TASK REQUIREMENTS: Reproduce the items verbatim, starting at the first line and ending after the line that contains "[[[245,170],[242,130],[141,111],[0,144],[1,170]]]".

EXTRACTED DATA:
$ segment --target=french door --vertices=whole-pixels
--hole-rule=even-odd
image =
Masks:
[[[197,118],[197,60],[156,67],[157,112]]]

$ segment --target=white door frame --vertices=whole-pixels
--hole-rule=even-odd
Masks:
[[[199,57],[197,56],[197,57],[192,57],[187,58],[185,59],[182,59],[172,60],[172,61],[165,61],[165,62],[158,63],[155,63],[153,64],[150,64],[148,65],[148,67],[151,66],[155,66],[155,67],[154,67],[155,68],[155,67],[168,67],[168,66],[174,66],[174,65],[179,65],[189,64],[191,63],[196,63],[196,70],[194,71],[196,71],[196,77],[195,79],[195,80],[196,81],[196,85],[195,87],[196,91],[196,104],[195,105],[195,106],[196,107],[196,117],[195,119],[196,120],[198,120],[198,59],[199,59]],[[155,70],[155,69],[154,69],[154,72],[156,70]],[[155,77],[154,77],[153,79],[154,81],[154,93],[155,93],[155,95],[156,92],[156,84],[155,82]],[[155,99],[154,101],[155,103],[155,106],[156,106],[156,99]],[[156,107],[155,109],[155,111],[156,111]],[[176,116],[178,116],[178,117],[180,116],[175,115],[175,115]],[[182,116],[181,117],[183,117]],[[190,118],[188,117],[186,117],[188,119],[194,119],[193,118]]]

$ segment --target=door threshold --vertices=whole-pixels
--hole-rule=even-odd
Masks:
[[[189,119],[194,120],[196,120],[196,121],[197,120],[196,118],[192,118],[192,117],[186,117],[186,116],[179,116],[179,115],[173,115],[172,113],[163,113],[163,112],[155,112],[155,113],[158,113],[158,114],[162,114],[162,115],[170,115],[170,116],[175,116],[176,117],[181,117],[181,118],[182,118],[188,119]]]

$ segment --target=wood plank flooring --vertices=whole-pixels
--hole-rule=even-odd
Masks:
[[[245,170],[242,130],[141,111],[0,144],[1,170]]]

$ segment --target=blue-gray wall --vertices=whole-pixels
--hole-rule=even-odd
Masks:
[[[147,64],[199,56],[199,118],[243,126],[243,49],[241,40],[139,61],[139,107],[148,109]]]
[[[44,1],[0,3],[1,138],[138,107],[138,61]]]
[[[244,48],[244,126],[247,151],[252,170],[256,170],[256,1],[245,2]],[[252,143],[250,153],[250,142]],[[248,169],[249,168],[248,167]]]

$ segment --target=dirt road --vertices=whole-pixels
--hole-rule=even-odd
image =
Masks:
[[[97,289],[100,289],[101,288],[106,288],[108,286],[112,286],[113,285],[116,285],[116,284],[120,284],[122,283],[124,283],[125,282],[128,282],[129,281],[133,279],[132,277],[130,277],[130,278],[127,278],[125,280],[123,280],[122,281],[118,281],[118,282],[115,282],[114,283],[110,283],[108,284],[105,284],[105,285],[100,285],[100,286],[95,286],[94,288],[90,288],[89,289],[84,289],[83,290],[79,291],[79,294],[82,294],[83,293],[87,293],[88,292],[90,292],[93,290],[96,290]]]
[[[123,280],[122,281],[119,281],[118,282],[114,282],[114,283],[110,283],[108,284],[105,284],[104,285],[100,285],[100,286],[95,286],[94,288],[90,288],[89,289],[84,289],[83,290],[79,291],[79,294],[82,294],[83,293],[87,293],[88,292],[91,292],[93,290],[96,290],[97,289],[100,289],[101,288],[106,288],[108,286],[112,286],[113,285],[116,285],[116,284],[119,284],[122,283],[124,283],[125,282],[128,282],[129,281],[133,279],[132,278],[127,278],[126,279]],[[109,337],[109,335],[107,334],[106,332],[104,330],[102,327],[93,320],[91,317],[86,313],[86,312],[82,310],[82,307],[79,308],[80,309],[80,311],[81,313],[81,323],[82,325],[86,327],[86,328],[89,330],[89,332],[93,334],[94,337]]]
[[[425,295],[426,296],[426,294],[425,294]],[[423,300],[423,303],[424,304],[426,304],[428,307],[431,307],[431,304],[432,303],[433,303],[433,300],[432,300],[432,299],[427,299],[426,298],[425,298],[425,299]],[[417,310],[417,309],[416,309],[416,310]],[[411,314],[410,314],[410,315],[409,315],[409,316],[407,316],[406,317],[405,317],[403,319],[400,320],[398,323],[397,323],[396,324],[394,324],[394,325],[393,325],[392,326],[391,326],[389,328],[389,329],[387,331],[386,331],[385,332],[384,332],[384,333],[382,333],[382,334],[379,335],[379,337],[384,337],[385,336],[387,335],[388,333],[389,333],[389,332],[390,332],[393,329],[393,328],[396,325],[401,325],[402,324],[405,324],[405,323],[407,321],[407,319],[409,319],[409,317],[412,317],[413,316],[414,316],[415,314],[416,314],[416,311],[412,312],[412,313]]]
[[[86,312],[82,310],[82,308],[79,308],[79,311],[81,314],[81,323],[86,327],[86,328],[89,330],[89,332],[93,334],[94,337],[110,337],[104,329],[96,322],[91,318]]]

WRITTEN ANSWER:
$ segment --target=french door --vertices=whole-pixels
--hole-rule=even-odd
image =
Masks:
[[[197,118],[197,60],[156,67],[157,112]]]

$ segment --target=white door frame --vertices=whole-pixels
--hole-rule=even-odd
Masks:
[[[199,57],[197,56],[197,57],[192,57],[187,58],[185,59],[182,59],[172,60],[172,61],[165,61],[165,62],[158,63],[155,63],[153,64],[150,64],[148,65],[148,67],[151,66],[155,66],[155,67],[154,67],[155,68],[155,67],[168,67],[168,66],[174,66],[174,65],[179,65],[189,64],[191,63],[196,63],[196,70],[194,71],[196,71],[196,77],[195,79],[195,80],[196,81],[196,85],[195,87],[196,91],[196,104],[195,105],[195,106],[196,107],[196,117],[195,119],[196,120],[198,120],[198,59],[199,59]],[[155,70],[155,69],[154,69],[154,72],[156,70]],[[155,77],[154,77],[153,79],[154,81],[154,93],[155,93],[155,95],[156,92],[156,84],[155,82]],[[155,99],[154,101],[155,103],[155,106],[156,106],[156,99]],[[156,107],[155,109],[155,111],[156,111]],[[176,116],[178,116],[178,117],[180,116],[175,115],[175,115]],[[182,116],[181,117],[183,117]],[[190,118],[188,117],[186,117],[188,119],[194,119],[193,118]]]

$ segment --target=door threshold --vertices=whole-pixels
--hole-rule=even-odd
Masks:
[[[189,119],[194,120],[196,120],[196,121],[197,120],[196,118],[192,118],[192,117],[186,117],[186,116],[179,116],[179,115],[173,115],[172,113],[163,113],[163,112],[155,112],[155,113],[158,113],[158,114],[162,114],[162,115],[170,115],[170,116],[175,116],[176,117],[181,117],[181,118],[182,118],[188,119]]]

$ segment --target=wood plank flooring --vertices=whole-pixels
--hole-rule=even-odd
Masks:
[[[245,170],[242,130],[141,111],[0,144],[1,170]]]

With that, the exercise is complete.